DIRECTIONS FOR THIS TASK — From the line containing "Target: lamp post" through the last line of the records below, output every line exactly as it appears, but leave out the pictures.

[Start of Attachment]

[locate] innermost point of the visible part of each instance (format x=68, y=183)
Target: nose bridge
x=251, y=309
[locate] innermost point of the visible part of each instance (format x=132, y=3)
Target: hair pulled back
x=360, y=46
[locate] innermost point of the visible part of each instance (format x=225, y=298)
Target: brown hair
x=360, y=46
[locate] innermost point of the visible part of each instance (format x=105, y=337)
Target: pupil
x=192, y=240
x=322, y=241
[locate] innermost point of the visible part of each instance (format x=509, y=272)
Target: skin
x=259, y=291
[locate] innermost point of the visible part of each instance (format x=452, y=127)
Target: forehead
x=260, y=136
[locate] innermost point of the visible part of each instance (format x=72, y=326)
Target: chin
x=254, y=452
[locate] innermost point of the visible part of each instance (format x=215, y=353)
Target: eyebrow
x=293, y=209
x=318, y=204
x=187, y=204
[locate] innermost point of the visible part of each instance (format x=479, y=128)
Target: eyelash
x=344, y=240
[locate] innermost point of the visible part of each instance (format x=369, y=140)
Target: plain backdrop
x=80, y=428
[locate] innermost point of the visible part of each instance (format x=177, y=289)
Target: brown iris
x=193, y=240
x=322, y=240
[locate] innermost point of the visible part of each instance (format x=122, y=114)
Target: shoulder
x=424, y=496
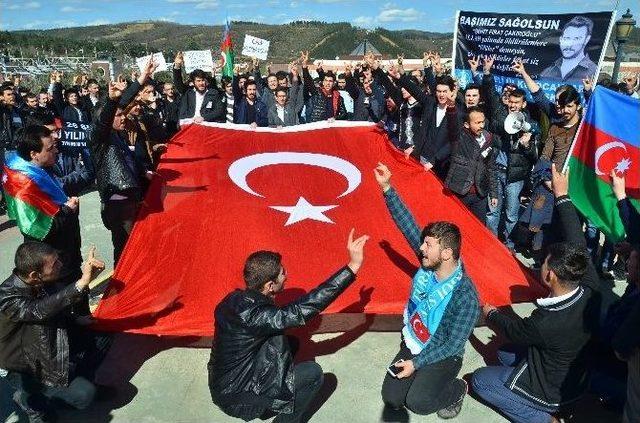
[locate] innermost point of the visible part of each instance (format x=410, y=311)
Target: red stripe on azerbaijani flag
x=21, y=187
x=603, y=152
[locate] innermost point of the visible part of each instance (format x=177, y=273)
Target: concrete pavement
x=165, y=380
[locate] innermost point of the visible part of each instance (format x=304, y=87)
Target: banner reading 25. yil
x=556, y=49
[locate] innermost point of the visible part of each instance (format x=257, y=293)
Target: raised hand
x=356, y=251
x=73, y=203
x=116, y=89
x=91, y=268
x=588, y=83
x=518, y=66
x=383, y=176
x=559, y=181
x=178, y=61
x=487, y=63
x=473, y=63
x=304, y=58
x=618, y=185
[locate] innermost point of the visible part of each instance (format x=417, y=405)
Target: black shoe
x=454, y=409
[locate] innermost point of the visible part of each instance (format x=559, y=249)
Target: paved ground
x=165, y=380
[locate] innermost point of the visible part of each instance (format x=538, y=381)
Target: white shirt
x=280, y=111
x=440, y=113
x=549, y=301
x=199, y=100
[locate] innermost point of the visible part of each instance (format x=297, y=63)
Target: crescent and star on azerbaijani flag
x=621, y=167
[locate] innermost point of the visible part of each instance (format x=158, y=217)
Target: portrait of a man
x=575, y=63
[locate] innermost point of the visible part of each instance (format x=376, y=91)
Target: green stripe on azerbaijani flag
x=594, y=198
x=30, y=220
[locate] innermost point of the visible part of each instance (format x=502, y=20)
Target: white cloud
x=206, y=5
x=364, y=21
x=399, y=15
x=98, y=22
x=28, y=5
x=34, y=24
x=71, y=9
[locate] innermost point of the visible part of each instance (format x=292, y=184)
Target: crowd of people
x=511, y=180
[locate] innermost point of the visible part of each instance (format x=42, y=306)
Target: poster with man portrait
x=556, y=49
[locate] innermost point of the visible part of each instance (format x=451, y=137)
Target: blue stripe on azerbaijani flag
x=616, y=114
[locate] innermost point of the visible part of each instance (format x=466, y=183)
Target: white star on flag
x=623, y=165
x=304, y=210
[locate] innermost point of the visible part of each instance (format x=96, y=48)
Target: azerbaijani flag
x=33, y=196
x=226, y=51
x=609, y=139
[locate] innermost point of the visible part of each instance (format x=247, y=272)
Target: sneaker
x=454, y=409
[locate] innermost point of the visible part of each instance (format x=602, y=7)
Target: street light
x=623, y=30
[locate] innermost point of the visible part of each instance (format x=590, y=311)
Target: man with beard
x=325, y=102
x=442, y=310
x=574, y=64
x=202, y=103
x=251, y=110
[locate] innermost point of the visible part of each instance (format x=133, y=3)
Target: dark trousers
x=87, y=350
x=118, y=216
x=490, y=384
x=308, y=378
x=428, y=389
x=476, y=205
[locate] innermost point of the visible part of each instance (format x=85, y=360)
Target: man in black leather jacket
x=120, y=175
x=251, y=369
x=46, y=354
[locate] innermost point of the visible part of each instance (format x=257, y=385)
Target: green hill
x=324, y=40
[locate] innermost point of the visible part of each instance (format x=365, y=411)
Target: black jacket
x=471, y=166
x=555, y=369
x=64, y=234
x=117, y=169
x=431, y=141
x=212, y=109
x=33, y=330
x=316, y=105
x=251, y=365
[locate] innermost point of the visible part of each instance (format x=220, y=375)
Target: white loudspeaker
x=515, y=123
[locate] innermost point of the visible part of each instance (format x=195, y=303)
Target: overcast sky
x=427, y=15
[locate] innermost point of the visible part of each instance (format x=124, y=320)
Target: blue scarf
x=427, y=303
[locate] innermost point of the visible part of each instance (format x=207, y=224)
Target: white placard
x=198, y=59
x=255, y=47
x=157, y=57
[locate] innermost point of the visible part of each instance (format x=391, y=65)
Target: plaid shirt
x=463, y=310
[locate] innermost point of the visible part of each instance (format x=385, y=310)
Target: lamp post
x=623, y=30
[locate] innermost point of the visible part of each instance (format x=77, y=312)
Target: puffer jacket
x=118, y=171
x=251, y=365
x=472, y=166
x=33, y=330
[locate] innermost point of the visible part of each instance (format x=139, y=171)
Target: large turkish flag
x=225, y=192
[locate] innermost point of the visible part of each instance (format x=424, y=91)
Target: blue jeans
x=509, y=201
x=489, y=384
x=603, y=262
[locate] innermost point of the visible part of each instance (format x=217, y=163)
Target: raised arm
x=402, y=217
x=177, y=74
x=570, y=223
x=270, y=318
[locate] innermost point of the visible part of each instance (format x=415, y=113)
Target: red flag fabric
x=227, y=191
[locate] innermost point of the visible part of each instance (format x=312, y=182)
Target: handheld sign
x=198, y=59
x=157, y=57
x=255, y=47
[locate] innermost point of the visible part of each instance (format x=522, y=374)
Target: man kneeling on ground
x=48, y=357
x=251, y=371
x=442, y=310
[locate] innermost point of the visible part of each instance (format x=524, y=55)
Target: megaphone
x=515, y=122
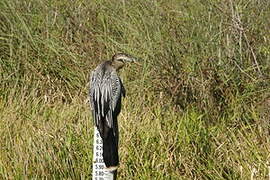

[End of Attachment]

RESPONSE TO THE EXERCISE —
Target: lamp post
x=623, y=30
[locate] innermost point of the visible part of each instance (format x=77, y=312)
Target: puffer jacket
x=118, y=171
x=251, y=365
x=472, y=166
x=33, y=330
[locate] innermost point of the visible part of each instance (format x=139, y=171)
Target: large turkish flag
x=225, y=192
[locate] innermost point of the visible part of each instance (format x=424, y=91)
Target: blue jeans
x=509, y=201
x=489, y=384
x=603, y=262
[locate] innermost point of the visible part of each instance (format x=217, y=163)
Target: raised arm
x=402, y=217
x=177, y=74
x=570, y=223
x=270, y=318
[locate] innermost point of the visible part of each instance (format x=415, y=113)
Target: red flag fabric
x=227, y=191
[locate] innermost point of the visible part of each instance (format x=312, y=182)
Target: handheld sign
x=198, y=59
x=157, y=57
x=255, y=47
[locate] innermost point of the visible part of each instance (format x=522, y=374)
Target: man kneeling on ground
x=48, y=357
x=251, y=371
x=442, y=310
[locate] innermost point of the visible part of each instance (format x=524, y=55)
Target: megaphone
x=515, y=122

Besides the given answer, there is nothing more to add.